Verilen görev A:
Aşağıdaki metinde, yazarın anlatacağı örnekte birbirini besleyebildiğini söylediği bilim alanlarının tümünü sıralayın.

Gösterilen metin:
┌──

Ana SayfaGÜNÜN YAZILARI"Gençliğin İcadı” (Hz Ayşe tartışmasına bir not)

“Gençliğin İcadı” (Hz Ayşe tartışmasına bir not)

Bilim uçsuz bucaksız. İnsan hayatı kısa. Herkes başarı uğruna uzmanlaşmaya çalışıyor. Yani entegrasyon çok zor. Ama çok da gerekli. “Büyük Resmi” görmemizi sağlıyor. Diyelim bir yerde, şu veya bu konuda bir tartışma başgösteriyor. O alanın kendi birikimi ve geleneği içinde konuşuluyor. Oysa bitişik bir alanda, meselenin özüyle ilgili başka bir birikim var. İkisini buluşturmak, disiplinler-arası farkındalıklara bağlı. Anlatacağım örnekte, Tarih, Felsefe ve İslâmî İlimler birbirini besleyebiliyor.

[22 Haziran 2024] Enis Doko, “Hz. Ayşe’nin evlilik yaşı tartışmasına başka açıdan bakmak” diye önemli bir yazı yazdı (20 Haziran 2024). Toplumsal değer ve standartlarımızın tarihselliği üzerinde durdu. Çıkış noktasında, bir felsefeci olarak ahlâki gerçekçilikten (yani mutlak normlardan) yana olduğunu belirtti. Bunu, tarihselci bir görelilik anlayışının karşısına koydu. En azından bu yazısında, söz konusu kesinliklerin genel kaynağı hakkında bir şey söylemedi. Ben olsam, insanlığın bütünsel birikimine dayandırırdım. Tarihte hem tek tek her çağın kendi koşulları, hem de hepsinin üstüste binmesi söz konusu. İlki göreliliği besliyor, ikincisi ise yanlışların ve doğruların ayrı ayrı sepetlerde birikmesi yoluyla göreliliği aşmayı mümkün kılıyor. Şaşırtıcı gelebilir ama, bir tarihçi olarak ben de mutlak bir evrensel ahlâktan yanayım. Bu, Marksizme yönelik eleştirilerimde de kuvvetle mevcut. Tarihsel materyalizmin, ekonomik temel – üstyapı modeli içinde, kültürü ve ahlâkı fazla görelileştirip zayıflattığını düşünüyorum. Buna karşı, tarihin sürekliliğine, birikim boyutuna ve insanların öğrenme süreçlerine yaslanıyorum.

└──

Verilen görev B:
Girdilerde "negative" dizesini içeren tüm satırları bulun ve her birini kopyalayın. Büyük-küçük harf ayrımı dikkate alınır.

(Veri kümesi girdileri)
┌──

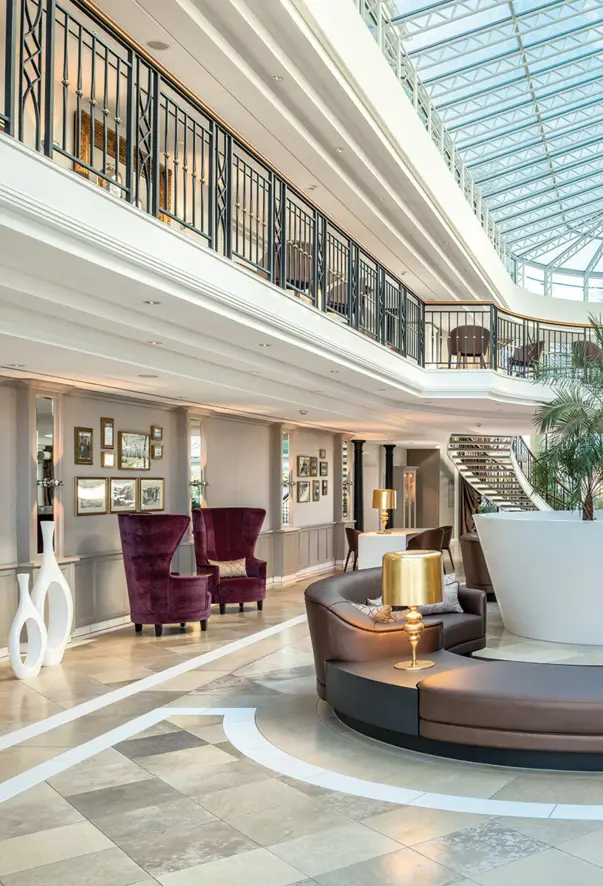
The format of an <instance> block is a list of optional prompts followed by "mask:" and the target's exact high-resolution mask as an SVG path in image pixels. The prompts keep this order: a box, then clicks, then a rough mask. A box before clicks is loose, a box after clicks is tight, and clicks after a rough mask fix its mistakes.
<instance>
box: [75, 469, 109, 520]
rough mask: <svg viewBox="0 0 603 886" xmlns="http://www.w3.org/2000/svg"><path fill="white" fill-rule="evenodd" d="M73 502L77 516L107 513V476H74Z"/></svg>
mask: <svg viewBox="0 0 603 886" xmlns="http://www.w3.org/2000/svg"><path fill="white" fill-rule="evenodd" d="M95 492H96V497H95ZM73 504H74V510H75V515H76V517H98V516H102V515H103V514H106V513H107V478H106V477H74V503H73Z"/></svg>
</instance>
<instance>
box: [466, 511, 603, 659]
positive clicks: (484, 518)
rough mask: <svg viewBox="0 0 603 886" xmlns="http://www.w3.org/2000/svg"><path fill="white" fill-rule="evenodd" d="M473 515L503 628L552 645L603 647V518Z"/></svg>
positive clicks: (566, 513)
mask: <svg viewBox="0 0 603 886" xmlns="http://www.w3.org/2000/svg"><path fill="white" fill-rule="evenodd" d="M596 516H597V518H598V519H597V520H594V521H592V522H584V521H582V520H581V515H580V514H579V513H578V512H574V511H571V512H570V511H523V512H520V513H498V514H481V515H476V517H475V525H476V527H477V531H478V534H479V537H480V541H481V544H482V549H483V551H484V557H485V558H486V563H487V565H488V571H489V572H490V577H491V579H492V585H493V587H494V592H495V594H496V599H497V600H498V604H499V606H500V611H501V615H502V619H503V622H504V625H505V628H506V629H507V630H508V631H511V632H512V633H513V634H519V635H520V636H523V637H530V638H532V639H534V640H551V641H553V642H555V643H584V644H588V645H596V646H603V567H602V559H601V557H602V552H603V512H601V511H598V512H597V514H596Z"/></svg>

└──
┌──

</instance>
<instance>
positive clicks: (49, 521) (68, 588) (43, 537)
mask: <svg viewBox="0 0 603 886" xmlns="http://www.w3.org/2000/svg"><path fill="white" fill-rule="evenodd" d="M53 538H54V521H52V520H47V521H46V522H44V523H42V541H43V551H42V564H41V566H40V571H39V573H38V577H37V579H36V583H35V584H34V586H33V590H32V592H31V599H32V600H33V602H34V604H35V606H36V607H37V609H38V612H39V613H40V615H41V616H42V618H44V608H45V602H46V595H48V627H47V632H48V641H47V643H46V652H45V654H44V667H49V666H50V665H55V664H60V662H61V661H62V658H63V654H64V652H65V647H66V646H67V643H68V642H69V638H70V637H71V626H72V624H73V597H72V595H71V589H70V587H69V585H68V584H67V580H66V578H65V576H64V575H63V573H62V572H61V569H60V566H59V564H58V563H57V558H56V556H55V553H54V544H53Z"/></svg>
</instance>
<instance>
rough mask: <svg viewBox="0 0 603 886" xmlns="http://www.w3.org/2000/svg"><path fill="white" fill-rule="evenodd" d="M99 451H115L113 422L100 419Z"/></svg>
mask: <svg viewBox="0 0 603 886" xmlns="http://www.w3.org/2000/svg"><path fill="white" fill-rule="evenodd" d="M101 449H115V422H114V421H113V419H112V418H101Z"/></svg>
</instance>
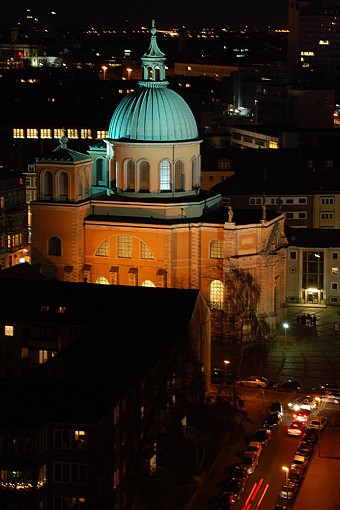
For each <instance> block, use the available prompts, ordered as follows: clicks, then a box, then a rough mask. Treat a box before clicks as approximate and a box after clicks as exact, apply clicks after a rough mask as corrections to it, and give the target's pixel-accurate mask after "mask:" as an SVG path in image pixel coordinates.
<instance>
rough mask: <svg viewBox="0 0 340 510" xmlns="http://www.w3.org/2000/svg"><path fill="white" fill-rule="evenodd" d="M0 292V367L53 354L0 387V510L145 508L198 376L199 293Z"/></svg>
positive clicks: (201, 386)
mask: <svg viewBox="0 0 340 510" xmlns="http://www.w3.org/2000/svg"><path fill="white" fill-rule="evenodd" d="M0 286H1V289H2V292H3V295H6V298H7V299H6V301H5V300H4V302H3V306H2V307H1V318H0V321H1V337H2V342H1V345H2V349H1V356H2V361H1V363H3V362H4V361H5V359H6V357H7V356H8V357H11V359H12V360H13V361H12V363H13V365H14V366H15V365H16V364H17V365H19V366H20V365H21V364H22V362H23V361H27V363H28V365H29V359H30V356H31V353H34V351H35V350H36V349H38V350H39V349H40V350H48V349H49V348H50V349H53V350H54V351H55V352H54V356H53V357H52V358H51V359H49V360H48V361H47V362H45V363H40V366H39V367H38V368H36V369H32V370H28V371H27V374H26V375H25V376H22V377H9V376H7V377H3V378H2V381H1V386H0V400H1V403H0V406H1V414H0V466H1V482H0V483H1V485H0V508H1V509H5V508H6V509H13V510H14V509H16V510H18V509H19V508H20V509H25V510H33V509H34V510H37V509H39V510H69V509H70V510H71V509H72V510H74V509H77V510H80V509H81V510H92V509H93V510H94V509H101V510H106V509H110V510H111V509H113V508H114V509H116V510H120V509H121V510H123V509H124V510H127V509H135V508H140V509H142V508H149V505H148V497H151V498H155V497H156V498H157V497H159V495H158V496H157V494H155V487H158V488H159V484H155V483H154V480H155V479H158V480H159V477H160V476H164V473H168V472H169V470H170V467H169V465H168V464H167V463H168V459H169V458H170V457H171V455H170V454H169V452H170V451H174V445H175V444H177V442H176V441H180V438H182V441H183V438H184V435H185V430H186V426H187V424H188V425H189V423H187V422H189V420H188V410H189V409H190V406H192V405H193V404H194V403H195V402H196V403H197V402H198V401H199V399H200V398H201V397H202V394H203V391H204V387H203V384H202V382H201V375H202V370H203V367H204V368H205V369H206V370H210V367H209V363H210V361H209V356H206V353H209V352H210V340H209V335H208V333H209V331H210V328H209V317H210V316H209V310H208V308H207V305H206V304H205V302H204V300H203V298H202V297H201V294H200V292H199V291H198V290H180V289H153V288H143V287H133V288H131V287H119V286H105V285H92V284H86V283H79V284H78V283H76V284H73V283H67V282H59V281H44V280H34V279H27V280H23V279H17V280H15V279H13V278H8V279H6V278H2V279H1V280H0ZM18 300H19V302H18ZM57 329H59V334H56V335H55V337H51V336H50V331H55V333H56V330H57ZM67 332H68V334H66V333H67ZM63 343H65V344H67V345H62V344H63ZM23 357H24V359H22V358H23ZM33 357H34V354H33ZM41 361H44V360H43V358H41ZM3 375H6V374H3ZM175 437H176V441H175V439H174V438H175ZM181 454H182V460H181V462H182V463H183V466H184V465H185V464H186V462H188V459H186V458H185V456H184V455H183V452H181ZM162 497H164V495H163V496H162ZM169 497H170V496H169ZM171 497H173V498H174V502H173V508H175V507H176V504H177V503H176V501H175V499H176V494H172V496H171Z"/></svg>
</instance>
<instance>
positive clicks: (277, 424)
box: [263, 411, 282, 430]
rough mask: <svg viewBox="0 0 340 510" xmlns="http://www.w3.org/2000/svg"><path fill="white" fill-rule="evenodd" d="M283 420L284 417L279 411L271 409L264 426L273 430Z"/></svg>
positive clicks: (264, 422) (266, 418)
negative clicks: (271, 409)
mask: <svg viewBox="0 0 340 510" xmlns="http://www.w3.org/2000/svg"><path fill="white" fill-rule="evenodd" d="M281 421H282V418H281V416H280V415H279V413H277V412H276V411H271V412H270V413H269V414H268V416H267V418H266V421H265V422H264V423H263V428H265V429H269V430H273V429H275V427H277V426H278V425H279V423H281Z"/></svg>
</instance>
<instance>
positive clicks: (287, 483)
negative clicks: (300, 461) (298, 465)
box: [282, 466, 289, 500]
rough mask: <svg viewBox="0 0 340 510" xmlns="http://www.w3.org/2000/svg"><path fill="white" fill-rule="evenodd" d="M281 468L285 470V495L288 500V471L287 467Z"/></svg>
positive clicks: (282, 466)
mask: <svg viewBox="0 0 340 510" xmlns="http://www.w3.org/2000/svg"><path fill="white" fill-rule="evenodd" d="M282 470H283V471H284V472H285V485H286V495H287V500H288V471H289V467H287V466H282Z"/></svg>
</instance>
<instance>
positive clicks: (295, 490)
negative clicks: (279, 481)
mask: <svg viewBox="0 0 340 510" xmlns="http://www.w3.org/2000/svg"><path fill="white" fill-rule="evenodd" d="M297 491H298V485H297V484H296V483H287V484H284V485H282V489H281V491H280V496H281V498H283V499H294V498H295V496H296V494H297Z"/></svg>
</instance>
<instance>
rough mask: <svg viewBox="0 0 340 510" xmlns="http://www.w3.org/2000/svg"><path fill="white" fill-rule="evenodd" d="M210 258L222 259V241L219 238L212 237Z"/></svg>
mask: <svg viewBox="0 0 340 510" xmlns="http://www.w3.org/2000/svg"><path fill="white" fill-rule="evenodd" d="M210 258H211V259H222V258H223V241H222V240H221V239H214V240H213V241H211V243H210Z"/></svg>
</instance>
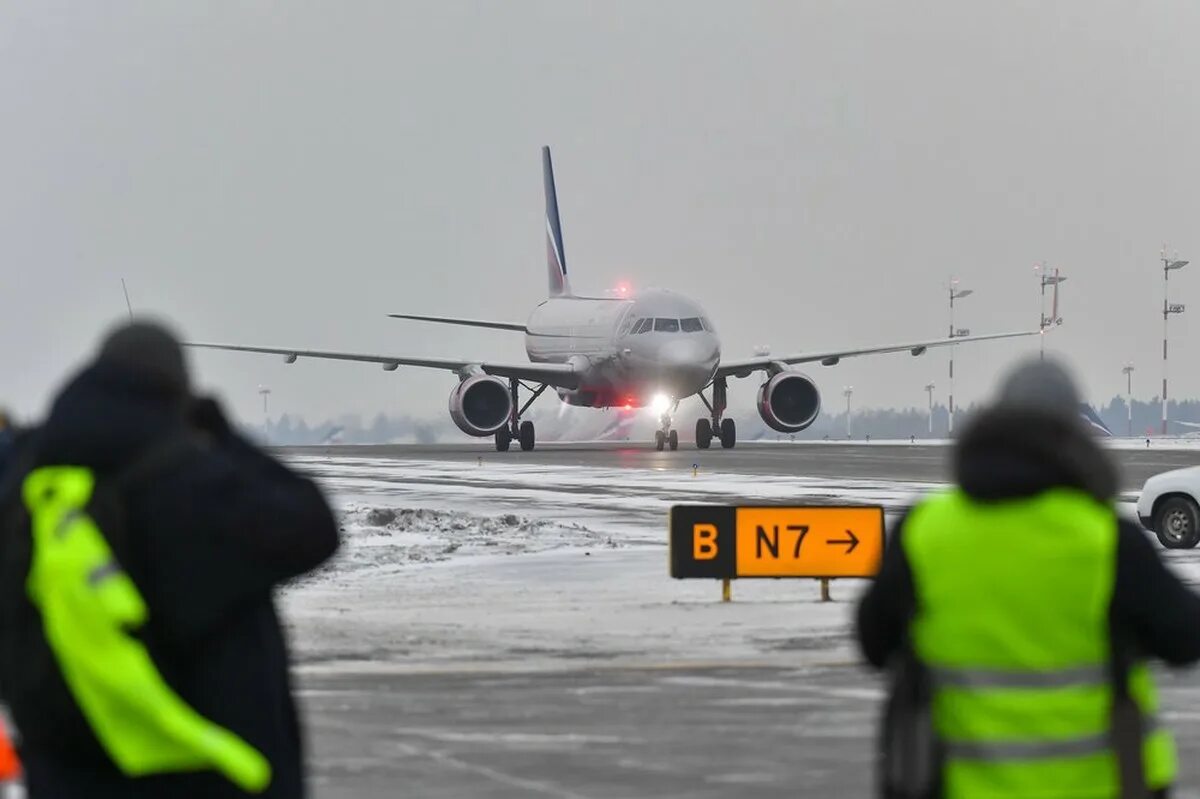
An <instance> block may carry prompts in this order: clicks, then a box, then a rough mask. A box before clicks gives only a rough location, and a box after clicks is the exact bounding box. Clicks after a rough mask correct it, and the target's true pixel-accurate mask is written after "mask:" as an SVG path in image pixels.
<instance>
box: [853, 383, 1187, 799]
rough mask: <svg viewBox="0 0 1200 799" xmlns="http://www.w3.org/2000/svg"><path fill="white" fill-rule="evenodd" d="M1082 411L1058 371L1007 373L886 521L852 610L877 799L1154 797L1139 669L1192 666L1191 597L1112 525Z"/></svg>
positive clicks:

└──

Nihai cevap A:
- Tarih
- Felsefe
- İslâmî İlimler

Nihai cevap B:
negative clicks: (271, 409)
negative clicks: (300, 461) (298, 465)
negative clicks: (279, 481)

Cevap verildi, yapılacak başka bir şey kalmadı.